### [Exercise]
Update the passage on countably infinite sets: begin at the words "For the OP's" and stop after "still missing numbers'.", putting "procedure" in place of "algorithm".

### [Provided passage]
We can 'acquire' a countably infinite set by 'building it up', one element at a time, from finite sets; here is the formal statement

Proposition 1: A set $A$ is countably infinite if there exist a family of subsets of $A$,
$(A_n)_{\, n \ge 0}$ satisfying

Moreover, the chain $A_0 \subset A_1 \subset A_2 \dots$ defines an explicit bijective enumeration of the set $A$.

$\quad |A_n| = n$
$\quad A_k \subset A_{k+1} \; \text{ for } k \ge 0$
$\quad A = \bigcup_k A_k$

Proof
Given such a chain of finite subsets, for every $k \ge 1$ there exist one and only one element $a_k \in A_k$ such that $a_k \notin A_{k-1}$. One can also easily show that $(a_k)_{\,k \ge 1}$ is a bijective enumeration of $A$. $\quad \blacksquare$

For the OP's problem, we want an (recursive) algorithm to create these subsets. Every finite set of $\Bbb Q$ is bounded, so tactically you want to 'crank-out' sets contained in $[-m, +m]$ and at some point widen the interval and simultaneously get better at 'adding in the still missing numbers'.

We are going to write the proof in the following section, using definitions to make the argument easier to follow. The detail seems appropriate since the OP's question has the tag proof-writing.


Definition: If $R$ is a nonempty finite subset $\Bbb Q$ then let $m$ be the smallest positive integer $m$ such that $R \subset [-m, +m]$. We call this interval the integer interval container for $R$.

### [Lines of data]
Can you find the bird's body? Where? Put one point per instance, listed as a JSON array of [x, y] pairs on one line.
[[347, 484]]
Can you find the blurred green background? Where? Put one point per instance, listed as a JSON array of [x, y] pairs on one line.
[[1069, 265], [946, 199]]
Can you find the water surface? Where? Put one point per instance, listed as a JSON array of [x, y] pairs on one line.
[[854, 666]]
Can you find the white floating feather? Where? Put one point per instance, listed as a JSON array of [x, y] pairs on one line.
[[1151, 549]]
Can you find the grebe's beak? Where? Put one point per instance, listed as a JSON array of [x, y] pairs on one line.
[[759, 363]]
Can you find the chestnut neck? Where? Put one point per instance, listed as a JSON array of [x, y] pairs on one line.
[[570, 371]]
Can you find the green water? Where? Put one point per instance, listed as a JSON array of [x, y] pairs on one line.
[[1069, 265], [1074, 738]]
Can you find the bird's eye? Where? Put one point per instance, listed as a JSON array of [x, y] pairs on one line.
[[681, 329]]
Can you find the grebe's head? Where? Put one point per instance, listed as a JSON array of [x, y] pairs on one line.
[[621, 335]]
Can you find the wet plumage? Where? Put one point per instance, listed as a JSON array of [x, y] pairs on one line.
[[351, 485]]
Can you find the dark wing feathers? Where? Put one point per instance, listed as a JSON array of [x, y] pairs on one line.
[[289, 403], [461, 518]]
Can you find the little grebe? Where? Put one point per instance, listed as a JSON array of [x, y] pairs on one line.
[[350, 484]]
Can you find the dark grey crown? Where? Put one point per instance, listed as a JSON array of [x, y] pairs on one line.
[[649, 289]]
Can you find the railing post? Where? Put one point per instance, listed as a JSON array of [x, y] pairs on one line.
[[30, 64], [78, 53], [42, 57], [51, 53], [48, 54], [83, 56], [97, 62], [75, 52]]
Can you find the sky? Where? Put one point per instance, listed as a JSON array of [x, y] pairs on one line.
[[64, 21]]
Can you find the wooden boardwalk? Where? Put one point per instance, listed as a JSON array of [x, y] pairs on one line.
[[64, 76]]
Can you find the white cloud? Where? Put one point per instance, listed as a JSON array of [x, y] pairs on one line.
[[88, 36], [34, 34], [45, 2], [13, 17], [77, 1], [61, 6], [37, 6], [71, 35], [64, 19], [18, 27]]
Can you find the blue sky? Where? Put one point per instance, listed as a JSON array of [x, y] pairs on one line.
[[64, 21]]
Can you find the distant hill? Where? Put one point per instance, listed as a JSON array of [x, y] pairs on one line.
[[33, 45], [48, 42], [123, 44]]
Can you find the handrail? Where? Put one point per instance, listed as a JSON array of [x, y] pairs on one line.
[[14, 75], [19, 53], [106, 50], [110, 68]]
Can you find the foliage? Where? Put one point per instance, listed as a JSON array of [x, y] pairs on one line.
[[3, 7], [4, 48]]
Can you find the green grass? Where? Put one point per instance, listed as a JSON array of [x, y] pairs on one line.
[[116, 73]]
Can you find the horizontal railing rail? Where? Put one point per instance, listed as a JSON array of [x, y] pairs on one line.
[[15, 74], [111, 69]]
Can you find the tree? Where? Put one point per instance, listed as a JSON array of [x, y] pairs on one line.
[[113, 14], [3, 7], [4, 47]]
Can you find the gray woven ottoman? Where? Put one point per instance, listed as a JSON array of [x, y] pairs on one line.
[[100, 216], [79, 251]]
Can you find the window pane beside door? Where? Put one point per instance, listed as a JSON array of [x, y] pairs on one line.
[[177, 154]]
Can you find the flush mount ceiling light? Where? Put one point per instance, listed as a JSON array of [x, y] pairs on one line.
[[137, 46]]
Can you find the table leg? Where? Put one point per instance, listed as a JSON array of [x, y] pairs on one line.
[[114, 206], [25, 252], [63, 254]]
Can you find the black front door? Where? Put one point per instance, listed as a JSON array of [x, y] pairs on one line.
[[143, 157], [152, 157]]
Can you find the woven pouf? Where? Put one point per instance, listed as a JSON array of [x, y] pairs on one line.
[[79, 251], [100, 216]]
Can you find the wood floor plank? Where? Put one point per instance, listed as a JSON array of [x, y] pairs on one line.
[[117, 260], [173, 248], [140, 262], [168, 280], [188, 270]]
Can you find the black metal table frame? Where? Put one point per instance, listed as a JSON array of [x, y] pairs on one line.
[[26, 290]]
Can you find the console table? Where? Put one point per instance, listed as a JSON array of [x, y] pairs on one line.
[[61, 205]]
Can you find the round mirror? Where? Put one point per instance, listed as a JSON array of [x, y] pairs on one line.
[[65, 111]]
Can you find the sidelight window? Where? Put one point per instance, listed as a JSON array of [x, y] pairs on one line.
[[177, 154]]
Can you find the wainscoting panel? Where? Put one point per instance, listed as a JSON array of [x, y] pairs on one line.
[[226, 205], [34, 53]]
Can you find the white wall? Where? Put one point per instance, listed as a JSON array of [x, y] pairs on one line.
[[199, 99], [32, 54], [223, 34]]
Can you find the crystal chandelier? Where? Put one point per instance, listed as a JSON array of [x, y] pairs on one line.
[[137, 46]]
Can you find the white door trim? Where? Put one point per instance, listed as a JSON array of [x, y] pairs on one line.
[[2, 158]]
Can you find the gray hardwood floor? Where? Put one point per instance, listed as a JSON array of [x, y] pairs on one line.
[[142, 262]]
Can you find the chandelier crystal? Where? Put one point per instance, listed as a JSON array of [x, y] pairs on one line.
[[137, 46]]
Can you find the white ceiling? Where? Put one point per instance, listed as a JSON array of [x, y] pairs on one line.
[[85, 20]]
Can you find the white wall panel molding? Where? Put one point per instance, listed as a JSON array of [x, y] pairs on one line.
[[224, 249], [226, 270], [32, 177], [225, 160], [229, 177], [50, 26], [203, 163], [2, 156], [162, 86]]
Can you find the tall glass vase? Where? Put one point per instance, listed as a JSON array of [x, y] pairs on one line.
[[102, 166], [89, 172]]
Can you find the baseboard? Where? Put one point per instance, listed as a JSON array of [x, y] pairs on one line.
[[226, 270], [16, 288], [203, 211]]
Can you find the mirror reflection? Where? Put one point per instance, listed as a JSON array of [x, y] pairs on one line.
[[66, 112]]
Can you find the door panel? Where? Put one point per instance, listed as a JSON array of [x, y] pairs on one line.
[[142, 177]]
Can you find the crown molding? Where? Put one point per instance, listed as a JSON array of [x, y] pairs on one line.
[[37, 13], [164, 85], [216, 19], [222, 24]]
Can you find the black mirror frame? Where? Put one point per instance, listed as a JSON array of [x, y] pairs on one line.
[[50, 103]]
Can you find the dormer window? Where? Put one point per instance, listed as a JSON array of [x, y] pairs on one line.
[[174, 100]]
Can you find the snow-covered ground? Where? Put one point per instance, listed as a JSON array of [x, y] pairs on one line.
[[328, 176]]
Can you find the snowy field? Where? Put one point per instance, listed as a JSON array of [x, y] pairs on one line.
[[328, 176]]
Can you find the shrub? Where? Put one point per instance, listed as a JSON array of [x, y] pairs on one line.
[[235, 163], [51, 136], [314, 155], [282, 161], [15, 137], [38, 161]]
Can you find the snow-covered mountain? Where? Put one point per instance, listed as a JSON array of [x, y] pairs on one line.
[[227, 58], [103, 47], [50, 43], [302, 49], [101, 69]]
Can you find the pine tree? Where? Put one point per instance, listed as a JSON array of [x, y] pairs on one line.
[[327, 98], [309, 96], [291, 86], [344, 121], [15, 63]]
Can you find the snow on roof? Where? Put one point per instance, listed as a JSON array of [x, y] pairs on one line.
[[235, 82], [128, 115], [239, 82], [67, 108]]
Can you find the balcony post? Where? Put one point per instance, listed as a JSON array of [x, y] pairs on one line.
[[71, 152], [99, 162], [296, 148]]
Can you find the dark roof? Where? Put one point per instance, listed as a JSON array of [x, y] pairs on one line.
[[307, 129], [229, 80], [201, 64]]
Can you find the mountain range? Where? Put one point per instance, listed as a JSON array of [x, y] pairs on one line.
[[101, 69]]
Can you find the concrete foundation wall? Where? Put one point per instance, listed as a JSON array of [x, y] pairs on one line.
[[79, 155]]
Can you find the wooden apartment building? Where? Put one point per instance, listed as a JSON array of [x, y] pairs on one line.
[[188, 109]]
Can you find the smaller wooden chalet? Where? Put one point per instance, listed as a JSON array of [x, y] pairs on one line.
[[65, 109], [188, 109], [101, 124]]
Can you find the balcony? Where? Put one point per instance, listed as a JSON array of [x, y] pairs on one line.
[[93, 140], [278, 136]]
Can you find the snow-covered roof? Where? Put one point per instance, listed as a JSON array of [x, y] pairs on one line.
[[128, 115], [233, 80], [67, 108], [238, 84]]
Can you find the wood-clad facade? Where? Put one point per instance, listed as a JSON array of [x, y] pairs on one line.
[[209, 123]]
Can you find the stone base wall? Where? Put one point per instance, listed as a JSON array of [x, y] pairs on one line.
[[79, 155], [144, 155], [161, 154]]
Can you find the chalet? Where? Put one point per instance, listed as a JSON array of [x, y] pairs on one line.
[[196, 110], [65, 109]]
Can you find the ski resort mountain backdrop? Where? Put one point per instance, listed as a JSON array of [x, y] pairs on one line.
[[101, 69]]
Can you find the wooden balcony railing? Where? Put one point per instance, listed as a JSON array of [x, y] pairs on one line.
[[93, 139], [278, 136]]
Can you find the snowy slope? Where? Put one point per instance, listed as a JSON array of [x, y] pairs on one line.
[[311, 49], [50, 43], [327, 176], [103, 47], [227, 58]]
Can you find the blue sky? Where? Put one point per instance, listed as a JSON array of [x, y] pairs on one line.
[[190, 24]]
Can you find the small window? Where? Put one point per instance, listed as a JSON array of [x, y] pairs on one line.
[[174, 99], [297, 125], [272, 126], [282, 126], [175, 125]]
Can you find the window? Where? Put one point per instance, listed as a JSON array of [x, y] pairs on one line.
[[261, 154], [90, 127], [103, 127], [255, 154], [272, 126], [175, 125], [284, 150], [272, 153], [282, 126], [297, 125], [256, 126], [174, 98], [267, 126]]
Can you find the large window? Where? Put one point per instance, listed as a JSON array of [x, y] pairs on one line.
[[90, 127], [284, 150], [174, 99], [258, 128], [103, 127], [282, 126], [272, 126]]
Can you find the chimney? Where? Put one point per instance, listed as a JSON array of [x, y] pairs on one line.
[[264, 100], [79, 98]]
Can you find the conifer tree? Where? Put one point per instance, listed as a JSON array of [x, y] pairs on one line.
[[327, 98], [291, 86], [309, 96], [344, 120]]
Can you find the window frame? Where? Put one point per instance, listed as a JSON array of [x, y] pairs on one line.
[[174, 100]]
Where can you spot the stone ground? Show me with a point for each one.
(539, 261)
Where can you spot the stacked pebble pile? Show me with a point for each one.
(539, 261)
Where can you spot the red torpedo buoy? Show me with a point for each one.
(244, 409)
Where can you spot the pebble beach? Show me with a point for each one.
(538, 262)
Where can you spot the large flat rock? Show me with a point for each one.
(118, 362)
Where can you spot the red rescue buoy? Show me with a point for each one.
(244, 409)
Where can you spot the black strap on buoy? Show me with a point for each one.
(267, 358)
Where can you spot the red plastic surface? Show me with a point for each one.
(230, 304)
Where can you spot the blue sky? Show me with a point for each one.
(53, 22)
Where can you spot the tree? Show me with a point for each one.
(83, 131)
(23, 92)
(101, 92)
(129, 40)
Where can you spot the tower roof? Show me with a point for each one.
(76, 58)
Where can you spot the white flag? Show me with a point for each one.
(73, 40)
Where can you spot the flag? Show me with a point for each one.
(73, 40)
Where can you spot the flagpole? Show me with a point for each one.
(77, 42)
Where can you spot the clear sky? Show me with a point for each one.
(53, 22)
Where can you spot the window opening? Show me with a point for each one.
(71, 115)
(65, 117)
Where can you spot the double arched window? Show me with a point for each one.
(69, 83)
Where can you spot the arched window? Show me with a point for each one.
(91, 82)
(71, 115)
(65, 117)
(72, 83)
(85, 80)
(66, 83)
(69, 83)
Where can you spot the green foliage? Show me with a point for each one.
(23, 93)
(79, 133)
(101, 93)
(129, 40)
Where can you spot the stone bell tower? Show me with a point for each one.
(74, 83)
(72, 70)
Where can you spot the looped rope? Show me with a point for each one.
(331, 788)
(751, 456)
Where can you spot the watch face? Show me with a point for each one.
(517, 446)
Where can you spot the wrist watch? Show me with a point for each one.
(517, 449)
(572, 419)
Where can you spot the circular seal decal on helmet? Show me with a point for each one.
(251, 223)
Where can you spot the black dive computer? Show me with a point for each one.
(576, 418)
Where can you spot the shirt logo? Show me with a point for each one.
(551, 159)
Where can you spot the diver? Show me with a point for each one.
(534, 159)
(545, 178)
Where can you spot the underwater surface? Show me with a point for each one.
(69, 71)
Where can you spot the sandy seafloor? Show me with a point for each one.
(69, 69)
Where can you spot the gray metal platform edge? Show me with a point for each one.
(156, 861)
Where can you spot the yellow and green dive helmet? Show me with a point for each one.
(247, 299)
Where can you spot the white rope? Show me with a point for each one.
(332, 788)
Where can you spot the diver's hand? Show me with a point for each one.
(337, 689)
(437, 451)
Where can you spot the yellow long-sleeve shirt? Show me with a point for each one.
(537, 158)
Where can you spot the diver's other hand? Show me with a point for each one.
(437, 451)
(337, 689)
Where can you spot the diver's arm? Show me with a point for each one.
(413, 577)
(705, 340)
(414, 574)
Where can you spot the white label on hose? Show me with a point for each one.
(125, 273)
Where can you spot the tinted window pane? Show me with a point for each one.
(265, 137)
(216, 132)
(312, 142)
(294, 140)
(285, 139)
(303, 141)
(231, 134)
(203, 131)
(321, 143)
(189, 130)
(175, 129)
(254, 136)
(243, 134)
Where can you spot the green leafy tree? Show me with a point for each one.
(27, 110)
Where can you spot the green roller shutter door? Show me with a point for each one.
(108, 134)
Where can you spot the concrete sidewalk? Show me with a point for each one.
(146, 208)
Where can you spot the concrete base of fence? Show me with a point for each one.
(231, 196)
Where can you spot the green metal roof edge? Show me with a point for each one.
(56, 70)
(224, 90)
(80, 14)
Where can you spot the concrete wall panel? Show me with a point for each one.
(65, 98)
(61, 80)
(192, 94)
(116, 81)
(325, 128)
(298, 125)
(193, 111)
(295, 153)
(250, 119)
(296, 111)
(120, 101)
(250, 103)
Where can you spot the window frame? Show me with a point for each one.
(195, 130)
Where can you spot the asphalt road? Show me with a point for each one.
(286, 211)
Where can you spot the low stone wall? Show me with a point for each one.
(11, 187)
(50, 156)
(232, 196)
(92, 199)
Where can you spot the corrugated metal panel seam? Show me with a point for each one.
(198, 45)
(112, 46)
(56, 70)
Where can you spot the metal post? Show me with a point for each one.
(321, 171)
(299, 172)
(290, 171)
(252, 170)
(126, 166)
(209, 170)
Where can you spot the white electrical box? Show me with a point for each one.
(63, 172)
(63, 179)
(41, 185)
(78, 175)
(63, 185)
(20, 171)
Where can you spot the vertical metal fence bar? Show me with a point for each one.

### [Output of the task]
For the OP's problem, we want an (recursive) procedure to create these subsets. Every finite set of $\Bbb Q$ is bounded, so tactically you want to 'crank-out' sets contained in $[-m, +m]$ and at some point widen the interval and simultaneously get better at 'adding in the still missing numbers'.